▶ Given records
***
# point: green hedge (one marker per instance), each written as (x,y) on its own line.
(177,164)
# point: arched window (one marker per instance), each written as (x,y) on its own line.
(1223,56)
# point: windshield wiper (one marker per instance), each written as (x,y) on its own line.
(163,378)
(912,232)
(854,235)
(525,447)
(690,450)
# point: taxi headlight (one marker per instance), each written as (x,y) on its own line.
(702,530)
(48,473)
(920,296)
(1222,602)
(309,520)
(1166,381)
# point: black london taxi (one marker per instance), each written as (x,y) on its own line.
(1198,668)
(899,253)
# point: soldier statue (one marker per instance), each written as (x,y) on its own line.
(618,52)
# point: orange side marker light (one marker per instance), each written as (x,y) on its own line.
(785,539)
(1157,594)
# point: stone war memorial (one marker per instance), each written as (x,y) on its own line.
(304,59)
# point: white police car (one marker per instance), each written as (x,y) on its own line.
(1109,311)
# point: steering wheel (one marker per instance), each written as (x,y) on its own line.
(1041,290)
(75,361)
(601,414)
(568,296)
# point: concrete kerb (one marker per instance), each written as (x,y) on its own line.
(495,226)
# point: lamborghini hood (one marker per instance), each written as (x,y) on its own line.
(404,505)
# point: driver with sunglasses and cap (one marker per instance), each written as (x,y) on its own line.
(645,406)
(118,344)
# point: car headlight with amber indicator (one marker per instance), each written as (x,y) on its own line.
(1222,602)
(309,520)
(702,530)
***
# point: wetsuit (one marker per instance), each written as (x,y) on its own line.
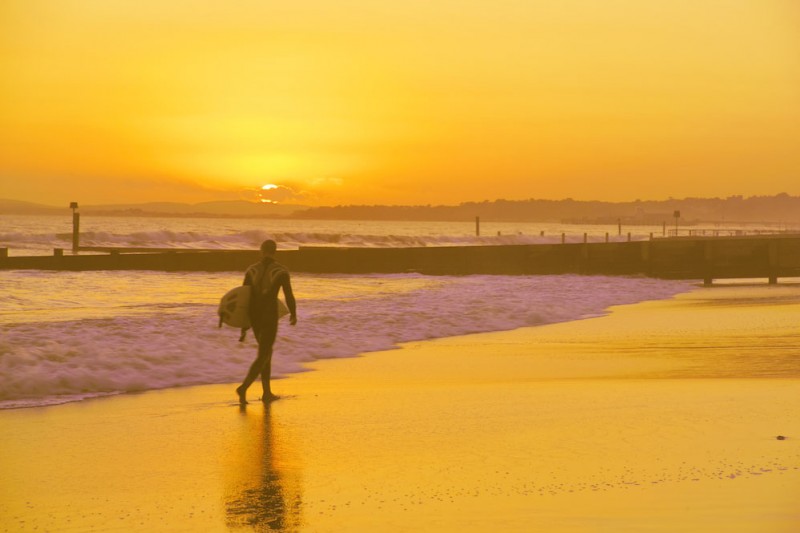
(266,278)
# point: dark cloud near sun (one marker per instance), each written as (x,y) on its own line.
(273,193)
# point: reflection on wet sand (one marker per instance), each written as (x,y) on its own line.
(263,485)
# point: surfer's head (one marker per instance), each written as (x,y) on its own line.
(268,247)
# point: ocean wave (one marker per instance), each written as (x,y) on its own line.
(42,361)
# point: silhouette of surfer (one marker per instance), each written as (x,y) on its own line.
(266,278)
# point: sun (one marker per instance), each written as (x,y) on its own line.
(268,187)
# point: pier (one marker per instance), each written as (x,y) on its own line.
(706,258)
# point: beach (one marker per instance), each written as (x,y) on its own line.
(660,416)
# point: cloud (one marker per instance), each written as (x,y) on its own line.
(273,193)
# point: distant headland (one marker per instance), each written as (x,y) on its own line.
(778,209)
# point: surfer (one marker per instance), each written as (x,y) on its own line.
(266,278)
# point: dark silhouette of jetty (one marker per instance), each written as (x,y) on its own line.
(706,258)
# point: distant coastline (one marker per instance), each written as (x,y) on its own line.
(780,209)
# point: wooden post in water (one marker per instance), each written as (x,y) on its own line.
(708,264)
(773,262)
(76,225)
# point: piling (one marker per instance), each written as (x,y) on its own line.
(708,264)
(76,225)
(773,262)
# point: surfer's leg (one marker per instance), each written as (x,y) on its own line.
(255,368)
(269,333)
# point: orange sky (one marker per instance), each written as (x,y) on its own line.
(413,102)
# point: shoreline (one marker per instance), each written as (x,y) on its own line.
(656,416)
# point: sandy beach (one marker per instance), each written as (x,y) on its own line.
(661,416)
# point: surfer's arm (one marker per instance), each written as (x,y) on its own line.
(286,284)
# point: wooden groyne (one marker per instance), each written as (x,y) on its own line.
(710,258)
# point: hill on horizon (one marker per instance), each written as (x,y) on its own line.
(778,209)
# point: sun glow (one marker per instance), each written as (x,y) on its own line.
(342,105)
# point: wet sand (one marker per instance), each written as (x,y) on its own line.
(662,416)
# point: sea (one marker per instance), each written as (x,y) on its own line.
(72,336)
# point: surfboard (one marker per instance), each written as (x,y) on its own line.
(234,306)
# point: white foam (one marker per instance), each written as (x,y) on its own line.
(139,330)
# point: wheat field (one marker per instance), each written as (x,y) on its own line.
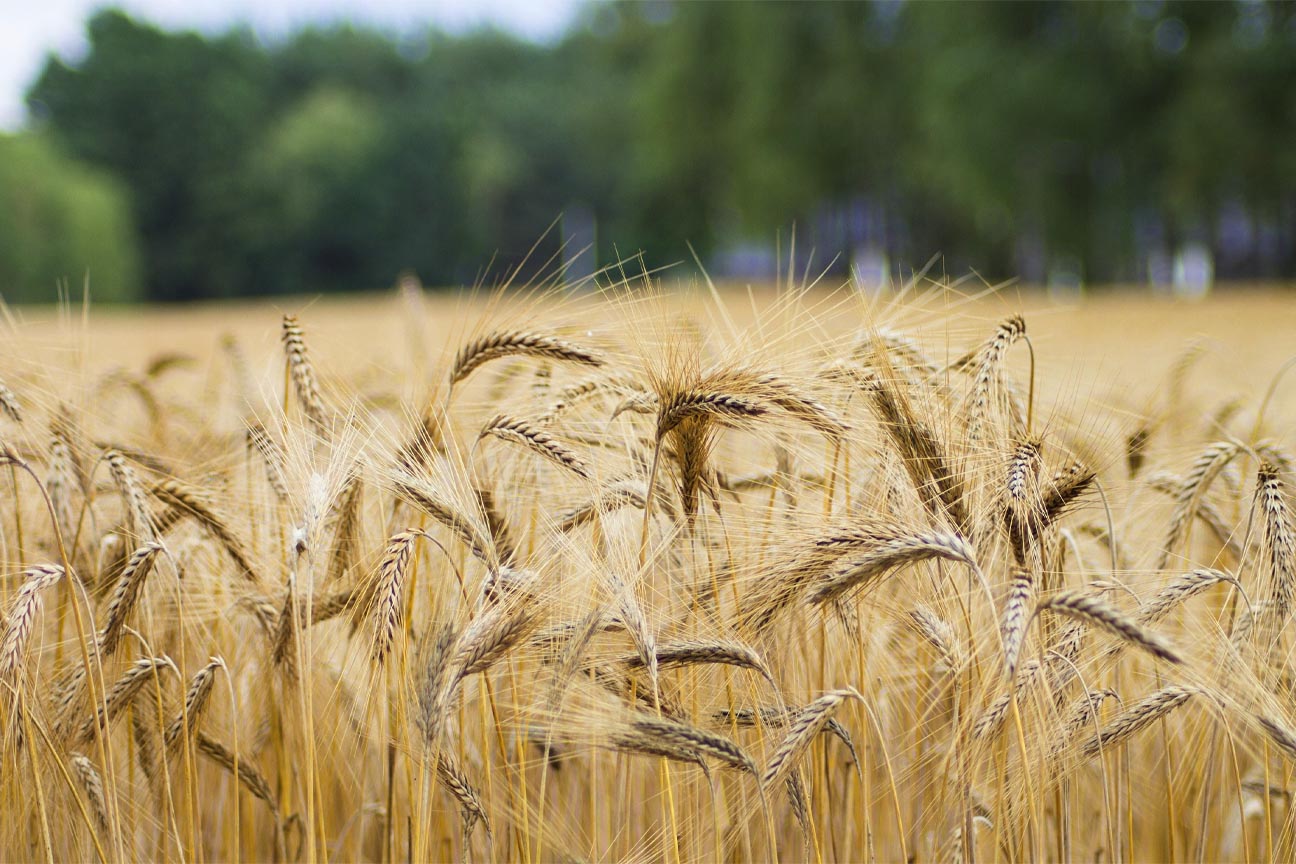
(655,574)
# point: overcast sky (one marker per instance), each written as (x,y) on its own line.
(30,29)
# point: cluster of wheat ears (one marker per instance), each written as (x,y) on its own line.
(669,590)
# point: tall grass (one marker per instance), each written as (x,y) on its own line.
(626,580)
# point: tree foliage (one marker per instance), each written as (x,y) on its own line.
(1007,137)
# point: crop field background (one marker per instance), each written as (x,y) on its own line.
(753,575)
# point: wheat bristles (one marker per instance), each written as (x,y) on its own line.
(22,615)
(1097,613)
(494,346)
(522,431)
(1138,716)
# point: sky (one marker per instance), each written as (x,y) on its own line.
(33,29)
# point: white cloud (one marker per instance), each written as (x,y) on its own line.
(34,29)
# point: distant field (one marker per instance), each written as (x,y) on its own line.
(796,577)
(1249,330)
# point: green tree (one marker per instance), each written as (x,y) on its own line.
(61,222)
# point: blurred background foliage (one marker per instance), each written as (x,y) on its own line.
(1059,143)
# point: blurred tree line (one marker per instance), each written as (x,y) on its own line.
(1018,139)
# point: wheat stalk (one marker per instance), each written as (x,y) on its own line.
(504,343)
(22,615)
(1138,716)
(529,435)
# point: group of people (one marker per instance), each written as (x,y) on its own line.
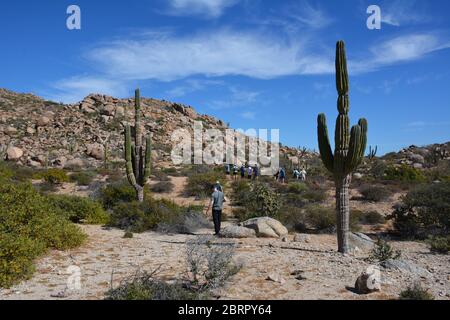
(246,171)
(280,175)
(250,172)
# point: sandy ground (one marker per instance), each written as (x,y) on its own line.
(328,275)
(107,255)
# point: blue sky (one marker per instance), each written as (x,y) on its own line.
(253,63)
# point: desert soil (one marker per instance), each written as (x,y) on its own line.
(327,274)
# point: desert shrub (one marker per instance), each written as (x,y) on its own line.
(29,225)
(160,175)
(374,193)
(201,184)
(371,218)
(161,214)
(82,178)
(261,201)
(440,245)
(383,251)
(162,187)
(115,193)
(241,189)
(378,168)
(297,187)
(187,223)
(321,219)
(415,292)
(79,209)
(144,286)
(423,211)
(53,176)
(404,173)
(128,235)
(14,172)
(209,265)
***
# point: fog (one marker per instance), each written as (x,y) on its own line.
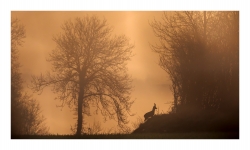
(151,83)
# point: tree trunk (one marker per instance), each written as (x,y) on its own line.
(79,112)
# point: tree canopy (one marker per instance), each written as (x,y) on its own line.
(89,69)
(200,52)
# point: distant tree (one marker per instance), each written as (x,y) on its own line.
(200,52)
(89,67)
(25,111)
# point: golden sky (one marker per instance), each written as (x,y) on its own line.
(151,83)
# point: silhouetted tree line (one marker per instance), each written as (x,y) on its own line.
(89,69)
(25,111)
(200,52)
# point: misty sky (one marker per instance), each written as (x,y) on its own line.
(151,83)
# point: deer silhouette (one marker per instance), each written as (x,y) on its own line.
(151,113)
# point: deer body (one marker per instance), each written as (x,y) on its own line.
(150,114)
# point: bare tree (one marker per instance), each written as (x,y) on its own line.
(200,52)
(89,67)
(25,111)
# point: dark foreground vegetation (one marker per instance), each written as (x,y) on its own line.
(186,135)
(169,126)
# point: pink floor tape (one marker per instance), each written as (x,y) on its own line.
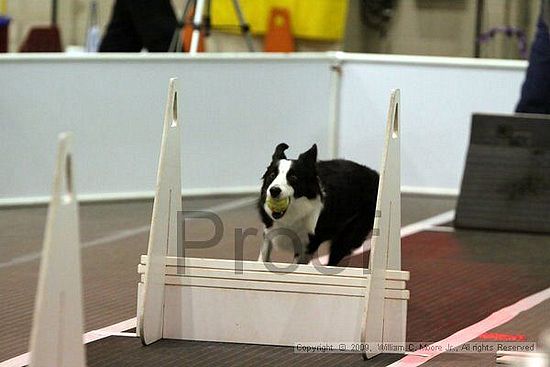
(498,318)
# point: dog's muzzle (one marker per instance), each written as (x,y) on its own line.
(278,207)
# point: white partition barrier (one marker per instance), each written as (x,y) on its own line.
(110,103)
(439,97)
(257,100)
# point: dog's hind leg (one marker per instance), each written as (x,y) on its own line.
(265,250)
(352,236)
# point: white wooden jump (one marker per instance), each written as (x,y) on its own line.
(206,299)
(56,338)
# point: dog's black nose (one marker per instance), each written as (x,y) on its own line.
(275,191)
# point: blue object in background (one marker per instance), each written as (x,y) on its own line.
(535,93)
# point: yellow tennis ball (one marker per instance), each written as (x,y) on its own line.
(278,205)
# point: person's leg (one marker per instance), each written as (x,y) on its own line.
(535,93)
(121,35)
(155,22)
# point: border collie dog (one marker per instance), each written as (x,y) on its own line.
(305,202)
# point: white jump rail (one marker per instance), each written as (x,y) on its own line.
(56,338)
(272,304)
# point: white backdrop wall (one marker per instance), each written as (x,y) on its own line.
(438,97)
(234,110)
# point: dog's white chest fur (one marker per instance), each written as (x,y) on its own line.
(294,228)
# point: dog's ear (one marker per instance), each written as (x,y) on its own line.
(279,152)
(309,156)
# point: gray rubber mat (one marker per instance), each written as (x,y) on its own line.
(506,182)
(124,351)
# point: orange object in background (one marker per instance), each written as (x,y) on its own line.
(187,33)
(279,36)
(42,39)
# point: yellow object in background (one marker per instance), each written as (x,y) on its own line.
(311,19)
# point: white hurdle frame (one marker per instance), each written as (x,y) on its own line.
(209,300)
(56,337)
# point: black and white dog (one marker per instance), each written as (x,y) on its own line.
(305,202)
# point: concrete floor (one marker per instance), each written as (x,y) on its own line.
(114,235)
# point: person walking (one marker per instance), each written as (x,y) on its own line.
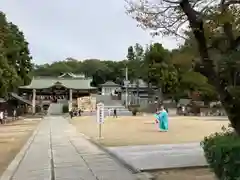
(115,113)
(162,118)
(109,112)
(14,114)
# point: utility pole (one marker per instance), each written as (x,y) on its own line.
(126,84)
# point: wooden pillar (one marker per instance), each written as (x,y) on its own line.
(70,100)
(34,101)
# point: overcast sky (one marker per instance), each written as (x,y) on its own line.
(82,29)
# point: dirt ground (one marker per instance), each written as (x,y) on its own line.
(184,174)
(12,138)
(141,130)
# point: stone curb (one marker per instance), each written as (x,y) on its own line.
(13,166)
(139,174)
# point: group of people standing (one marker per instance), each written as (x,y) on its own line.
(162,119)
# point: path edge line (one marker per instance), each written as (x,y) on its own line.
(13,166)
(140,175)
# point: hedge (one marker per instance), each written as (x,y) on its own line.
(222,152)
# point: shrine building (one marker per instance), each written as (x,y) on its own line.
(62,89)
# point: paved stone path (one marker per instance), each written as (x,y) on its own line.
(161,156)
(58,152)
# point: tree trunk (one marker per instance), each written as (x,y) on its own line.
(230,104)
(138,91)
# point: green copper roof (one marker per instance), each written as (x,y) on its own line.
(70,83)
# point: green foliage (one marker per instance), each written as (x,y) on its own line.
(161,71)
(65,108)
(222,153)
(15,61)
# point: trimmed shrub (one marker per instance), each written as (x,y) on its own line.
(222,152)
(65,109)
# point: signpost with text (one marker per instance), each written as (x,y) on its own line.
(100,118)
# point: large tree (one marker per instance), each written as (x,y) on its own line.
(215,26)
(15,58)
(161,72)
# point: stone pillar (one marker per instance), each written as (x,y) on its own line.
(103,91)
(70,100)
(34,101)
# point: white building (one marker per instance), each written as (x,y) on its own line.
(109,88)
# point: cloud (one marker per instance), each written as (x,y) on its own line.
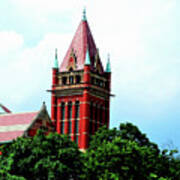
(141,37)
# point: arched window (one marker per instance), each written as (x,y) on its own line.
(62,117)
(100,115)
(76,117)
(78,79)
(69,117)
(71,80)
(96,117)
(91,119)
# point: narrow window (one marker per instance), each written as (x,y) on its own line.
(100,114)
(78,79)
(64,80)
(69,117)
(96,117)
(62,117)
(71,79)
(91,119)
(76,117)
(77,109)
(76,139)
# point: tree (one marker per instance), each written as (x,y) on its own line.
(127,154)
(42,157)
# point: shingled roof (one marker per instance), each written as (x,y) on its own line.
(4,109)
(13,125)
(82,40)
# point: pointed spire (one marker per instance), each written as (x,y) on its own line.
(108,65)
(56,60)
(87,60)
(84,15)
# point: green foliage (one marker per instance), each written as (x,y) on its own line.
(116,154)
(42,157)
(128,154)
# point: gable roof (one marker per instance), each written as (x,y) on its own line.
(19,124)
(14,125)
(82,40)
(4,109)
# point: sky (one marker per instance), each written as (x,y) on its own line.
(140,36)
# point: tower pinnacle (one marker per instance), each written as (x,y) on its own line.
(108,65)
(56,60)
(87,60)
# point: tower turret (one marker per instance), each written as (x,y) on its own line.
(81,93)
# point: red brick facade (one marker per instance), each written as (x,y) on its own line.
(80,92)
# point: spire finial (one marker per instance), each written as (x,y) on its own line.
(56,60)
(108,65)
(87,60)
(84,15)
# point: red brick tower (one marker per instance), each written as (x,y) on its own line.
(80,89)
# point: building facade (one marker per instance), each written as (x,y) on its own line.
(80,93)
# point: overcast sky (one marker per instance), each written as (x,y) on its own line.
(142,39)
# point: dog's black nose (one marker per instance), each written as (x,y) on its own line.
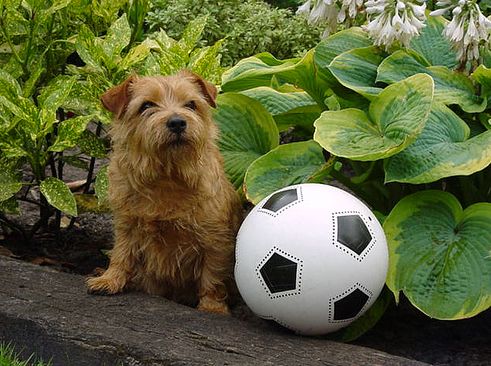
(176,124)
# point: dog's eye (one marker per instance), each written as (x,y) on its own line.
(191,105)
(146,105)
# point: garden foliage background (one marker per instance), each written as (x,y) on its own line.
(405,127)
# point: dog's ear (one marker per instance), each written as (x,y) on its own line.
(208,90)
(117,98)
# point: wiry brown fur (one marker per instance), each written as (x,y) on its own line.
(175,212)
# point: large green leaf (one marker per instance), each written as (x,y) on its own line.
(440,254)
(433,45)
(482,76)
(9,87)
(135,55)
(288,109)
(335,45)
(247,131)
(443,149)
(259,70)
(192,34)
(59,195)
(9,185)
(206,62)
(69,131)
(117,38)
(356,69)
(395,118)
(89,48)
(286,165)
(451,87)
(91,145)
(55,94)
***
▶ Stated goal
Gather every line of the records above that contains the string "headlight", paying attention to case.

▶ The completed task
# point: taxi headlight (one marker per instance), each written as (x,y) on its own line.
# point: car headlight with amber indicator (one marker per instance), each written as (x,y) on its own line.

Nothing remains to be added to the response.